* DIRECTIONS FOR THIS TASK *
The reply should consist of the entire listing, word for word.

* EXTRACTED INFORMATION *
:::::

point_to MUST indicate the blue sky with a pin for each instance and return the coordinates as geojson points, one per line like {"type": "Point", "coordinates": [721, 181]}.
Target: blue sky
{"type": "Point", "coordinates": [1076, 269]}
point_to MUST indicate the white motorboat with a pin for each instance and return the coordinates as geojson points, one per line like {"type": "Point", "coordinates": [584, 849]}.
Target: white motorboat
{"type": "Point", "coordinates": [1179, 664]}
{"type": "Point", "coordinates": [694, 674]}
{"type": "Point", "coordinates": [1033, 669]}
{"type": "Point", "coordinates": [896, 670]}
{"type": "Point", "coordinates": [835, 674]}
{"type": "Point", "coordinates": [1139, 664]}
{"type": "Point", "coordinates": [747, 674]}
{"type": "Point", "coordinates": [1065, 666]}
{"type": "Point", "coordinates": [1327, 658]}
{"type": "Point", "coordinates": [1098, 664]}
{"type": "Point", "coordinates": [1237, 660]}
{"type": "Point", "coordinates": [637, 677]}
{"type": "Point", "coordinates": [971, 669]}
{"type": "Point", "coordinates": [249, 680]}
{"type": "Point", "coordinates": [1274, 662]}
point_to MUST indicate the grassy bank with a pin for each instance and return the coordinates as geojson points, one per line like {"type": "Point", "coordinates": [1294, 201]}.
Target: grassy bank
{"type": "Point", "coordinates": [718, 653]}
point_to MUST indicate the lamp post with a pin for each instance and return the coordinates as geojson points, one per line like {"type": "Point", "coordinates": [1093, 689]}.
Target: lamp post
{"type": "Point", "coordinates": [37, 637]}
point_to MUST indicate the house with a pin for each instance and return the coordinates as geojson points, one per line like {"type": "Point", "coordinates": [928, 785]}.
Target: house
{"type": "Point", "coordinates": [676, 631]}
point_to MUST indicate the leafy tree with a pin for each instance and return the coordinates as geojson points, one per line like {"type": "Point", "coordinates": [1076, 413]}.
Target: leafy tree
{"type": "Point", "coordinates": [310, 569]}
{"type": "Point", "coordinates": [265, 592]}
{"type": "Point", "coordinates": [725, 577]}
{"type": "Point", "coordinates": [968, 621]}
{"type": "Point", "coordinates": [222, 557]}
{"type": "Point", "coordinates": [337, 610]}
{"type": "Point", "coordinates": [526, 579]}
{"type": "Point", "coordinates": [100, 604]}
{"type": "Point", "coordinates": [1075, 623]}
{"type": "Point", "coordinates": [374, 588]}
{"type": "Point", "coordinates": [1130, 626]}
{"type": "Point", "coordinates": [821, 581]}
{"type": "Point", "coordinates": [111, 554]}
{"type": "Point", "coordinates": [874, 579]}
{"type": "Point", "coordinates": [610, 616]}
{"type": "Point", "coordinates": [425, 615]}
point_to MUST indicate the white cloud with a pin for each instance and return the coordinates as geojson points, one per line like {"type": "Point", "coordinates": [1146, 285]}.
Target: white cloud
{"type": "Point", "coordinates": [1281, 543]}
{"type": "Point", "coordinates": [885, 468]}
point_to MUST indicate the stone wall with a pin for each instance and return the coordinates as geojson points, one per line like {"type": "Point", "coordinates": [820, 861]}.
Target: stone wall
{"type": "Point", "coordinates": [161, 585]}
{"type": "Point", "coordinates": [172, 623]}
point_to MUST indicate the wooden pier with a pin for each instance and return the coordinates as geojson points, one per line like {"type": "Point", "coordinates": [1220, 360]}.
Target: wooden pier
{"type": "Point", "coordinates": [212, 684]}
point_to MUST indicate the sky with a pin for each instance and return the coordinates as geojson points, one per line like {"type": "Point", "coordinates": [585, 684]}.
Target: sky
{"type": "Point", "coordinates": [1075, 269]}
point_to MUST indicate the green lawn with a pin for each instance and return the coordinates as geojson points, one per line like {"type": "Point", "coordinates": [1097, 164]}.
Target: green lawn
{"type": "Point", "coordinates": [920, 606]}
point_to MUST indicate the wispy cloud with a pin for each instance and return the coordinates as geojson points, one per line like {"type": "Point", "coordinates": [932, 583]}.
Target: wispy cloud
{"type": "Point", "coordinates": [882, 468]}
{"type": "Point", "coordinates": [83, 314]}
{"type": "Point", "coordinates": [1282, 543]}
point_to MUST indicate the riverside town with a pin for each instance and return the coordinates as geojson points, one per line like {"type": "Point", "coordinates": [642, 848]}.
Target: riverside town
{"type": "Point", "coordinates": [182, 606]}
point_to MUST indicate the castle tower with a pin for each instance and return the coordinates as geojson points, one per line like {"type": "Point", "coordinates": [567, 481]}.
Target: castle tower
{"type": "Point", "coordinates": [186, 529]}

:::::

* RESULT OF THE EXERCISE *
point_to MUST indicate the blue sky with a pin for each instance and return the coordinates as geojson points, one per line like {"type": "Point", "coordinates": [721, 181]}.
Target: blue sky
{"type": "Point", "coordinates": [1076, 269]}
point_to MUST indicate the white motorboat with a pin for each instance and return the coordinates as geojson points, one per line like {"type": "Point", "coordinates": [584, 849]}.
Target: white motorboat
{"type": "Point", "coordinates": [1179, 664]}
{"type": "Point", "coordinates": [694, 674]}
{"type": "Point", "coordinates": [1033, 669]}
{"type": "Point", "coordinates": [896, 670]}
{"type": "Point", "coordinates": [835, 674]}
{"type": "Point", "coordinates": [1139, 664]}
{"type": "Point", "coordinates": [747, 674]}
{"type": "Point", "coordinates": [1065, 666]}
{"type": "Point", "coordinates": [1327, 658]}
{"type": "Point", "coordinates": [1098, 664]}
{"type": "Point", "coordinates": [1237, 660]}
{"type": "Point", "coordinates": [637, 677]}
{"type": "Point", "coordinates": [971, 669]}
{"type": "Point", "coordinates": [249, 680]}
{"type": "Point", "coordinates": [1274, 662]}
point_to MUST indicate the grassy bank with a pin for each instance and return the coordinates as geojson points, one per line like {"type": "Point", "coordinates": [1294, 201]}.
Target: grassy bank
{"type": "Point", "coordinates": [718, 653]}
point_to MUST indicate the lamp post with a pin for each instance and return the coordinates as geojson points, one per line like {"type": "Point", "coordinates": [1093, 689]}.
Target: lamp post
{"type": "Point", "coordinates": [37, 637]}
point_to MUST indicate the house with a pin for each instance and return the coordinates as geojson points, one per line like {"type": "Point", "coordinates": [928, 785]}.
Target: house
{"type": "Point", "coordinates": [676, 631]}
point_to MUST indicate the leafy tree with a pin for each instance and return the coordinates as geojson points, one per line like {"type": "Point", "coordinates": [1076, 413]}.
Target: leafy tree
{"type": "Point", "coordinates": [310, 569]}
{"type": "Point", "coordinates": [265, 592]}
{"type": "Point", "coordinates": [725, 577]}
{"type": "Point", "coordinates": [968, 621]}
{"type": "Point", "coordinates": [222, 557]}
{"type": "Point", "coordinates": [337, 610]}
{"type": "Point", "coordinates": [526, 579]}
{"type": "Point", "coordinates": [100, 604]}
{"type": "Point", "coordinates": [1075, 623]}
{"type": "Point", "coordinates": [374, 588]}
{"type": "Point", "coordinates": [1130, 626]}
{"type": "Point", "coordinates": [821, 581]}
{"type": "Point", "coordinates": [111, 554]}
{"type": "Point", "coordinates": [874, 579]}
{"type": "Point", "coordinates": [610, 616]}
{"type": "Point", "coordinates": [425, 615]}
point_to MUST indicate the white cloud with a pin for each instance and return the coordinates as geojson points, one per line like {"type": "Point", "coordinates": [1146, 285]}.
Target: white cloud
{"type": "Point", "coordinates": [1281, 543]}
{"type": "Point", "coordinates": [885, 468]}
point_to MUST indicate the stone wall with a pin for each instance and return the coordinates as geojson points, one per line like {"type": "Point", "coordinates": [820, 861]}.
Target: stone wall
{"type": "Point", "coordinates": [161, 585]}
{"type": "Point", "coordinates": [172, 623]}
point_to MUST indicate the wooden pier with a pin for each instance and return the coordinates as geojson points, one per line like {"type": "Point", "coordinates": [1220, 360]}.
Target: wooden pier
{"type": "Point", "coordinates": [212, 684]}
point_to MUST indicate the sky with a pin for each instance and return the coordinates as geojson points, one per line like {"type": "Point", "coordinates": [585, 684]}.
Target: sky
{"type": "Point", "coordinates": [1075, 269]}
point_to MUST indicate the green lawn with a pin for each instance and return the coordinates as geojson points, one per line like {"type": "Point", "coordinates": [1097, 164]}.
Target: green lawn
{"type": "Point", "coordinates": [920, 606]}
point_to MUST indicate the wispy cloud with a pin for each instance and return the coordinates as geojson points, one per line like {"type": "Point", "coordinates": [932, 583]}.
Target: wispy cloud
{"type": "Point", "coordinates": [882, 468]}
{"type": "Point", "coordinates": [83, 314]}
{"type": "Point", "coordinates": [1282, 543]}
point_to MUST indicate the riverside town with a pin for each instance and return the coordinates as geojson points, one per line like {"type": "Point", "coordinates": [642, 848]}.
Target: riverside town
{"type": "Point", "coordinates": [182, 606]}
point_to MUST indicate the castle tower with a pin for each instance and return the coordinates as geojson points, one per line like {"type": "Point", "coordinates": [567, 481]}.
Target: castle tower
{"type": "Point", "coordinates": [186, 529]}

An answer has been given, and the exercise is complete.